## Task directions
Reproduce the data below with every "railway track" changed to "rail line", keeping everything else the same.

== Data shown ==

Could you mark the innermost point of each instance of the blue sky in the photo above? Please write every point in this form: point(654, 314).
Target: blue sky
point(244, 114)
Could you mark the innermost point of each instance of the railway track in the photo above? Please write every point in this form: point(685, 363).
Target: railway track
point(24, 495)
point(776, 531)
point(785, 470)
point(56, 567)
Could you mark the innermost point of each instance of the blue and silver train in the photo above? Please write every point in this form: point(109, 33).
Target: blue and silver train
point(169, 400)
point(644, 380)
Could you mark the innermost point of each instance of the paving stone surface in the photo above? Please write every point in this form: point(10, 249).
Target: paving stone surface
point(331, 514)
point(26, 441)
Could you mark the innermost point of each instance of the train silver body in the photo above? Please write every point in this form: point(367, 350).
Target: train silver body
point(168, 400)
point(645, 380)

===

## Worked solution
Could you mark the innermost point of each instance of the blue sky in the photo above? Please write every point in this form: point(654, 314).
Target: blue sky
point(244, 114)
Could you mark the innermost point of each instance of the rail line in the photo above? Please write every point in this form: point(685, 363).
Target: rail line
point(24, 495)
point(776, 531)
point(785, 470)
point(56, 567)
Could you mark the innermost point of each instance of the blue and silver train in the photo above? Please write every point in this form: point(109, 33).
Target: blue and silver train
point(169, 400)
point(644, 380)
Could you mark the innermost point of each instance of the paving stone surface in the photo above? Please write every point in this form: point(10, 249).
Target: paving stone surface
point(331, 514)
point(26, 441)
Could you mark the innermost point of each instance of the train silver body in the photo above? Please write every point in this form: point(367, 350).
Target: train silver body
point(168, 400)
point(645, 380)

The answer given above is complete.